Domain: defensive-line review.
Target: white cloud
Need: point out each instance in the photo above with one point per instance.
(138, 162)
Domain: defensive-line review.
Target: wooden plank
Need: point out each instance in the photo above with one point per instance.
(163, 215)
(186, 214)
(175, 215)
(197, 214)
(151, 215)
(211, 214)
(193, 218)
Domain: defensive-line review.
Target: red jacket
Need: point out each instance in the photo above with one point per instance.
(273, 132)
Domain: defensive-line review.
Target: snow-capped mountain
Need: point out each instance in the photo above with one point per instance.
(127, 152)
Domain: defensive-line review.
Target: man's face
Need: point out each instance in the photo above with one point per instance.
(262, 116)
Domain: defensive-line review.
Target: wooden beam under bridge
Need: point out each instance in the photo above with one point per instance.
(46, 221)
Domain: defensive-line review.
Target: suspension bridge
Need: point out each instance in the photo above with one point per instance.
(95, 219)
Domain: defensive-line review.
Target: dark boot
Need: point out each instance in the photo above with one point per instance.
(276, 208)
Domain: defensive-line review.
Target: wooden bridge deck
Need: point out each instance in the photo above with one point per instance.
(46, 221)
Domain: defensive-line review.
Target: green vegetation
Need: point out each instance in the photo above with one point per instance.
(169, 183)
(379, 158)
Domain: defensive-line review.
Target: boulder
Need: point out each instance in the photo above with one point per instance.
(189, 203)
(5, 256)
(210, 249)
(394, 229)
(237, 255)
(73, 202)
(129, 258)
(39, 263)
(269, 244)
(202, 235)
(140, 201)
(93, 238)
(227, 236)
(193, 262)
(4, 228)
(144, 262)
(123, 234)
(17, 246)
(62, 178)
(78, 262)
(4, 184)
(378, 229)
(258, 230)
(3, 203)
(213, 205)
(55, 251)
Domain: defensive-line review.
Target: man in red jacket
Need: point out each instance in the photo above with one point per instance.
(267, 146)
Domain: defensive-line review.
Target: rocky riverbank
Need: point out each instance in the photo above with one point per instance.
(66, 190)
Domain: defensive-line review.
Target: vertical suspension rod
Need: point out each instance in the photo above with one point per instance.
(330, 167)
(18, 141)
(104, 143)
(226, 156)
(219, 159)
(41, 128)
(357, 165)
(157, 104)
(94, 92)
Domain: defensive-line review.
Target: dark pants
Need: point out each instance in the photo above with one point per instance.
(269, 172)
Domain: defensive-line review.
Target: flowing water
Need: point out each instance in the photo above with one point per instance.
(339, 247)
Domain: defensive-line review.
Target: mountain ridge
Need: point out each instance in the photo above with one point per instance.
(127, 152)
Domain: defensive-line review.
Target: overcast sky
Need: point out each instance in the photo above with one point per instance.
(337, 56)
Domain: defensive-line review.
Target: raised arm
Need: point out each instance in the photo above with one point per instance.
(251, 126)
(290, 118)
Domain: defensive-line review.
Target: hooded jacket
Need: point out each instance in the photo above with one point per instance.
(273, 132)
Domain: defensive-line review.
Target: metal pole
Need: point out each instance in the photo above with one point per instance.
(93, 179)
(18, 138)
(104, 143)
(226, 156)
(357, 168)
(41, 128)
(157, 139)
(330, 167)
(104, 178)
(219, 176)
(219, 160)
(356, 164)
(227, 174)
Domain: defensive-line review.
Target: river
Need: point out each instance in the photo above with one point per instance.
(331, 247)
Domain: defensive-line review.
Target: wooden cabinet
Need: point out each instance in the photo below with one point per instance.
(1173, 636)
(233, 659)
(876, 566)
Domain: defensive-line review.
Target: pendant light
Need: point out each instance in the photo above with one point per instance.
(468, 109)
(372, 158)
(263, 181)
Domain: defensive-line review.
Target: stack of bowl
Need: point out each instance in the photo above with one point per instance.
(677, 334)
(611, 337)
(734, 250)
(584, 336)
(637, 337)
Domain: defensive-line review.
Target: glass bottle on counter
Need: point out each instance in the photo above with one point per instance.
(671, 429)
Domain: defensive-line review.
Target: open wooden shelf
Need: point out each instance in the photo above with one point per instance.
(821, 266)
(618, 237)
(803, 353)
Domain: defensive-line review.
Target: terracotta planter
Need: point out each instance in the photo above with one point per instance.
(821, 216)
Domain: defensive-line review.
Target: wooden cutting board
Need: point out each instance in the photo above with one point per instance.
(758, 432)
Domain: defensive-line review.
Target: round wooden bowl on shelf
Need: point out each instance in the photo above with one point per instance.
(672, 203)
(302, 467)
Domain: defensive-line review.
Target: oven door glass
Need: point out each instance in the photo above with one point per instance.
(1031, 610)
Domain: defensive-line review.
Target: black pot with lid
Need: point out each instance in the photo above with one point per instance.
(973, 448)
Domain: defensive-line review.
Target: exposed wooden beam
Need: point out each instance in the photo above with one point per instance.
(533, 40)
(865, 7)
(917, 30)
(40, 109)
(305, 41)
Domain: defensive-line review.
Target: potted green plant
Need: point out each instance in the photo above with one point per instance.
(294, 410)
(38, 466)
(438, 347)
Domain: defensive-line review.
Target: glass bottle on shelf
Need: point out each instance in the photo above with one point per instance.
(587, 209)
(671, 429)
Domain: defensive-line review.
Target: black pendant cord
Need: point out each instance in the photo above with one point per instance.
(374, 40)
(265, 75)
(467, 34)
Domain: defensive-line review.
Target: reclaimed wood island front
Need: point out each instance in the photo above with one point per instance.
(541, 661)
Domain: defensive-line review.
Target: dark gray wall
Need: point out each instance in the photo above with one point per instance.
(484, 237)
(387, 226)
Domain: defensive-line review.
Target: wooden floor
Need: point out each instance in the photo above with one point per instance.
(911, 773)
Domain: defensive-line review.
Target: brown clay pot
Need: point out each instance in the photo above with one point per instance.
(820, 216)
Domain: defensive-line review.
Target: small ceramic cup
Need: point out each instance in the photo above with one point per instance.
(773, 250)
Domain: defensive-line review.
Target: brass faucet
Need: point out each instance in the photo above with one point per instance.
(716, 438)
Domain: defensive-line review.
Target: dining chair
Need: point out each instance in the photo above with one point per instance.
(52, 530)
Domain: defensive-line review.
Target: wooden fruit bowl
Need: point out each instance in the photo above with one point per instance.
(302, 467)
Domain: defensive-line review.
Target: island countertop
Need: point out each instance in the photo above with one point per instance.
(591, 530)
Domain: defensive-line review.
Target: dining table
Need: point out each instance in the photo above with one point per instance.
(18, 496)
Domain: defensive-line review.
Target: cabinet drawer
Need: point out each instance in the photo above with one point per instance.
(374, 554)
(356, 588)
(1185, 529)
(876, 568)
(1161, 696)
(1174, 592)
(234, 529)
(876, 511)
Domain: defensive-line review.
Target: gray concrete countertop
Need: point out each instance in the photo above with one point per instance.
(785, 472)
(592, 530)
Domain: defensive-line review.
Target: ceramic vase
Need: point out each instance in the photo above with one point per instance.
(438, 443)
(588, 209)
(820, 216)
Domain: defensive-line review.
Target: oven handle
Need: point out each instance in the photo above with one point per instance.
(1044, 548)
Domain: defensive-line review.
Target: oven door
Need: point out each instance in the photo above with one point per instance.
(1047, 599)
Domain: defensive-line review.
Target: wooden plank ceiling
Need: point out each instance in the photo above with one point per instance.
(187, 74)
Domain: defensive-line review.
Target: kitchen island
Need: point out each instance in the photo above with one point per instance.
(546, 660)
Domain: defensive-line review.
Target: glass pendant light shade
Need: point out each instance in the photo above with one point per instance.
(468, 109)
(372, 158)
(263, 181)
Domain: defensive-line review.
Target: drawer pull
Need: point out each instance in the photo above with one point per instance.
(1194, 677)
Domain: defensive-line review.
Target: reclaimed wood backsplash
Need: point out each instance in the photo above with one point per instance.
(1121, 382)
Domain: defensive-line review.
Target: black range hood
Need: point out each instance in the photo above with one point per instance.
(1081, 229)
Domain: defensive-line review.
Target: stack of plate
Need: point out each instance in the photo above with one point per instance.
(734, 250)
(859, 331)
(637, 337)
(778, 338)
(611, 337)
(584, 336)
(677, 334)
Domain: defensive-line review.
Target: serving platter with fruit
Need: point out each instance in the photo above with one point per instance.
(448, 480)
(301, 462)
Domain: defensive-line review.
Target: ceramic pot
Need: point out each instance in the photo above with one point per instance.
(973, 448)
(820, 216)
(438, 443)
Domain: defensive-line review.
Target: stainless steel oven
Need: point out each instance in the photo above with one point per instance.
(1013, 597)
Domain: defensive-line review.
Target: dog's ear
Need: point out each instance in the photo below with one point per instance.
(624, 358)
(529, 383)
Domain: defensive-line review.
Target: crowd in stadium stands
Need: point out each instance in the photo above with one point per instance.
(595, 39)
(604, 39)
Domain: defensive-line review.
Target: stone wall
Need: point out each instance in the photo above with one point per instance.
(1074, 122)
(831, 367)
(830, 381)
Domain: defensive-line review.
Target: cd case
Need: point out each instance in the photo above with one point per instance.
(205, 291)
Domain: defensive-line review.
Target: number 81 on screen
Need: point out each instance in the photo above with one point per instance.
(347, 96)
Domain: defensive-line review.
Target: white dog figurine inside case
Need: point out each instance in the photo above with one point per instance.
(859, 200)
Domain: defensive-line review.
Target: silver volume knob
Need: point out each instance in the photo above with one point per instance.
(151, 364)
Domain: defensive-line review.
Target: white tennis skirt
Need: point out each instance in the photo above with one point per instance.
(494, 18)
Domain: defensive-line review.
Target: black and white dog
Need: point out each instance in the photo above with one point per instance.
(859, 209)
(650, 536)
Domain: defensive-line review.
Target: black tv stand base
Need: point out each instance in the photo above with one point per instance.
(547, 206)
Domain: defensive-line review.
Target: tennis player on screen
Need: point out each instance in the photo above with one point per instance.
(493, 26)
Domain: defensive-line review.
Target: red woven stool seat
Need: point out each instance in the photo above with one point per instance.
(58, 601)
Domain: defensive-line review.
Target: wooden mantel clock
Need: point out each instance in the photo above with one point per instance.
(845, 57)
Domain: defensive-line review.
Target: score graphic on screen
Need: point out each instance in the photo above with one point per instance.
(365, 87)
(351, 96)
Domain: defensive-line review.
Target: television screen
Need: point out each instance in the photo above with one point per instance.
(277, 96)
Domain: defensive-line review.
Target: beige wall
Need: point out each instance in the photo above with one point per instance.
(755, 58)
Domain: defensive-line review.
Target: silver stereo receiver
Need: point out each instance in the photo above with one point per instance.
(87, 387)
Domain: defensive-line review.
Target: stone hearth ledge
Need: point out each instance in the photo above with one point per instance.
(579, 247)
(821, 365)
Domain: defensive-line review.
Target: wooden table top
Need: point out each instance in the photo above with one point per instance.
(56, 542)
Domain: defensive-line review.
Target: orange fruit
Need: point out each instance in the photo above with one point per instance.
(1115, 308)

Work instruction >> Nothing but the lines from the one containing "Target: orange fruit" through the final line of the data above is to be reproduced, each exactly as written.

Task output >>
Target: orange fruit
Need: point out each instance in the photo above with one point per instance.
(1115, 308)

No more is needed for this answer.